*ACTION ITEM:*
Transcribe each entry so that nothing differs from the original.

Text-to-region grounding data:
......

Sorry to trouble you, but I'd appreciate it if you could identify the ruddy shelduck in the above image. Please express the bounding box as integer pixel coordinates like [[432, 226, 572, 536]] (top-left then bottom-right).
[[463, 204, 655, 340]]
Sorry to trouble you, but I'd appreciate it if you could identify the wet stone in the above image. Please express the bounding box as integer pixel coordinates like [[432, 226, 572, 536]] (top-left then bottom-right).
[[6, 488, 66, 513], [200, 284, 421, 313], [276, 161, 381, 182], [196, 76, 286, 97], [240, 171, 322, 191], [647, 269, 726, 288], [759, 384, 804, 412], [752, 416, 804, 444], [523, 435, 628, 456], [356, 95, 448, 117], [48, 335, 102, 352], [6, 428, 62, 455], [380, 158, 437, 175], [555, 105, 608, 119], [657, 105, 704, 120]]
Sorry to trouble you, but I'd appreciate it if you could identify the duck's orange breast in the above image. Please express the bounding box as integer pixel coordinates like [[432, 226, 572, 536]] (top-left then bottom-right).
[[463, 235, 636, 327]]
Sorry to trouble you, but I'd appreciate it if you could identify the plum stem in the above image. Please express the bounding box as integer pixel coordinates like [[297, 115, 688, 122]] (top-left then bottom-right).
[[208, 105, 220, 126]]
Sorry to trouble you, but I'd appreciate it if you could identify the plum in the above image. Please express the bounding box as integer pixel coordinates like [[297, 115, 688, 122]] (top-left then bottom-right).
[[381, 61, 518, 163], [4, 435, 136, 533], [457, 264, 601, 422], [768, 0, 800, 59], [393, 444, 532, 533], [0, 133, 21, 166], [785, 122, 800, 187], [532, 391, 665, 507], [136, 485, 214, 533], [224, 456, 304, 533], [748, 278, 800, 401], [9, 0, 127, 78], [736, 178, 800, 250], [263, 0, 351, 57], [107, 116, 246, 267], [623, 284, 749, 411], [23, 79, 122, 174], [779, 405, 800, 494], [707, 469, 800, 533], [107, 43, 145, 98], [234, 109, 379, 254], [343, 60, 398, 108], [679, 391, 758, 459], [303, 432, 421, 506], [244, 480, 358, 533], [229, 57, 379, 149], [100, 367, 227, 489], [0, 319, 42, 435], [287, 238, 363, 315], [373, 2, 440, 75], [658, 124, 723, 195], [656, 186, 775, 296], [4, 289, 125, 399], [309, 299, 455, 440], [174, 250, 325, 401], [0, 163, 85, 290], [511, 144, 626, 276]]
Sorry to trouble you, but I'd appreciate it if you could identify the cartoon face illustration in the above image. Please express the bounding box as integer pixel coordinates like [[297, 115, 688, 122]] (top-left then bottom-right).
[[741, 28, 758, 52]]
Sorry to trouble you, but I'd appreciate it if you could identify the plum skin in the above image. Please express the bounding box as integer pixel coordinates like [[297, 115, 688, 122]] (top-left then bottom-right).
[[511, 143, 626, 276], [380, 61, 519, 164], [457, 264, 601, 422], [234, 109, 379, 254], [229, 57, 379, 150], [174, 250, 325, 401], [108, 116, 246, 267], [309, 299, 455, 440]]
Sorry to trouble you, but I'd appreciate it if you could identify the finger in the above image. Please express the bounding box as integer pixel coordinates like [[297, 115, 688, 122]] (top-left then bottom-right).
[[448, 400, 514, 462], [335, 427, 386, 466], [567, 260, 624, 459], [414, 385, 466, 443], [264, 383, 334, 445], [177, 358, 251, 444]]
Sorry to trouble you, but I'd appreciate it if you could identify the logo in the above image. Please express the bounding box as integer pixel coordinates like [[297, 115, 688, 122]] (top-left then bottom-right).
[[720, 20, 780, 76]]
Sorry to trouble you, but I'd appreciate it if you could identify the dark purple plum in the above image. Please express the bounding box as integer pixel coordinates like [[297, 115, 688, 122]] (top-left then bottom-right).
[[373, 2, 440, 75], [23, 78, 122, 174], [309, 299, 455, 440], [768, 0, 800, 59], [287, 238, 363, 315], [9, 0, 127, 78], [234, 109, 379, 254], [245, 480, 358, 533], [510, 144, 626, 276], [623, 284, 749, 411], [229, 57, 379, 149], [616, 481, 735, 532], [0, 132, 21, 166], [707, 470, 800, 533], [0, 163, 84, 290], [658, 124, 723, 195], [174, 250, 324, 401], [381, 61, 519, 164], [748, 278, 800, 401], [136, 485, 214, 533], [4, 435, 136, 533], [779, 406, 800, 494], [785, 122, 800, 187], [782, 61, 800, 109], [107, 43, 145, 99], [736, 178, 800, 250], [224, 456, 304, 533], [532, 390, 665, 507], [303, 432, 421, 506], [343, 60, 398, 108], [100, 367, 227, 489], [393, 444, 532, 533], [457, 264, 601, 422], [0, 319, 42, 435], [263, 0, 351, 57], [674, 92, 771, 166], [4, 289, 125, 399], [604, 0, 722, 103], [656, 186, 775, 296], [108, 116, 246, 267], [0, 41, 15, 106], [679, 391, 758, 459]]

......

*COMPLETED TASK:*
Sorry to trouble you, but I'd appreciate it if you could identify the ruddy shelduck in the above image. Please express the bounding box as integer pixel coordinates like [[432, 226, 572, 536]] (top-left then bottom-right).
[[463, 204, 655, 340]]
Sorry to trouble you, but I'd appreciate it if you could identify the wet stone in the above image. Please express the bounding box as integer pixel coordinates like [[432, 226, 572, 536]] (top-left then bottom-right).
[[6, 488, 66, 513], [200, 284, 421, 313], [276, 161, 381, 182], [196, 76, 286, 97], [240, 171, 322, 191], [647, 269, 726, 288], [759, 384, 804, 412], [752, 416, 804, 444], [523, 435, 628, 456], [356, 95, 448, 117], [48, 335, 102, 352], [6, 428, 62, 455], [380, 158, 437, 175], [555, 105, 608, 119], [657, 105, 704, 120]]
Sorry to trouble you, but I'd appreciate it if you could identify the duck's orange breast in the above image. Please express the bounding box as integer pixel coordinates like [[432, 226, 572, 536]] (top-left then bottom-right).
[[463, 235, 636, 327]]
Sorry to trouble you, but I'd appreciate it if you could identify the plum stem in the above image. Please express the bounding box as integer pixel coordinates like [[297, 115, 688, 122]] (top-left then bottom-right).
[[208, 105, 220, 126]]
Sorry to trouble you, but I'd appreciate it if you could identify the plum in the above image. Please express the bounding box as integer pixel coordinates like [[297, 115, 688, 122]] (top-left then bottom-right).
[[381, 61, 518, 163], [4, 435, 136, 533], [457, 264, 601, 422], [768, 0, 800, 59], [393, 444, 532, 533], [0, 133, 21, 166], [785, 122, 800, 187], [532, 391, 665, 507], [136, 485, 214, 533], [224, 456, 304, 533], [748, 278, 800, 401], [9, 0, 127, 78], [736, 178, 800, 250], [263, 0, 351, 57], [107, 116, 246, 267], [623, 284, 749, 411], [23, 79, 122, 174], [779, 405, 800, 494], [707, 469, 800, 533], [107, 43, 145, 98], [234, 109, 379, 254], [343, 60, 398, 108], [679, 391, 758, 459], [303, 432, 421, 506], [244, 480, 358, 533], [229, 57, 379, 149], [100, 367, 227, 489], [0, 319, 42, 435], [287, 238, 363, 315], [373, 2, 440, 75], [658, 124, 723, 195], [656, 186, 775, 296], [4, 289, 125, 399], [309, 299, 455, 440], [174, 250, 325, 401], [0, 163, 85, 290], [511, 144, 626, 276]]
Sorry to trouble you, but I'd appreciate it if you could identify the cartoon face illustration in the above image. Please express the bounding box as integer pixel coordinates like [[297, 115, 688, 122]] (top-left then bottom-right).
[[741, 28, 758, 52]]
Sorry to trouble you, but I'd appreciate it if you could identify the plum skin in the above image. Please express the bounding box as integer pixel coordinates like [[297, 115, 688, 122]] (top-left then bottom-right).
[[511, 143, 626, 276], [380, 61, 519, 164], [457, 264, 601, 422], [234, 109, 379, 254], [229, 57, 379, 150], [174, 250, 325, 401], [108, 116, 246, 267], [309, 299, 455, 440]]
Sorry to trouble you, but I'd appreciate it if you could identify the finger in the above image. Please express the bounding box as integer pixel coordinates like [[297, 115, 688, 122]] (top-left then bottom-right).
[[448, 400, 514, 462], [335, 427, 386, 466], [567, 260, 624, 459], [414, 385, 466, 443], [264, 383, 334, 445], [177, 358, 251, 444]]
Sorry to trouble you, but I'd appreciate it if you could identify the logo in the above image. Please express the bounding box as integer pixel coordinates like [[297, 115, 688, 122]] (top-left then bottom-right).
[[720, 20, 780, 76]]
Sorry to trouble you, but I'd appreciate it if you could identify the dark purple plum in the above image. Please express the bounding box as integer pixel coordinates like [[297, 115, 688, 122]] (top-left then bottom-right).
[[373, 2, 440, 75], [23, 78, 122, 174], [309, 299, 455, 440], [768, 0, 800, 59], [287, 238, 363, 315], [9, 0, 127, 78], [234, 109, 379, 254], [245, 480, 358, 533], [510, 144, 626, 276], [623, 284, 749, 411], [229, 57, 379, 149], [616, 481, 735, 532], [0, 132, 21, 166], [707, 470, 800, 533], [0, 163, 84, 290], [658, 124, 723, 195], [174, 250, 324, 401], [381, 61, 519, 164], [748, 278, 800, 401], [136, 485, 214, 533], [4, 435, 136, 533], [779, 406, 800, 494], [785, 122, 800, 187], [782, 61, 800, 109], [107, 43, 145, 99], [736, 178, 800, 250], [224, 456, 304, 533], [532, 390, 665, 507], [303, 432, 421, 506], [343, 60, 398, 108], [100, 367, 227, 489], [393, 444, 532, 533], [457, 264, 601, 422], [0, 319, 42, 435], [263, 0, 351, 57], [674, 92, 771, 166], [4, 289, 125, 399], [604, 0, 722, 103], [656, 186, 775, 296], [108, 116, 246, 267], [0, 41, 15, 106], [679, 391, 758, 459]]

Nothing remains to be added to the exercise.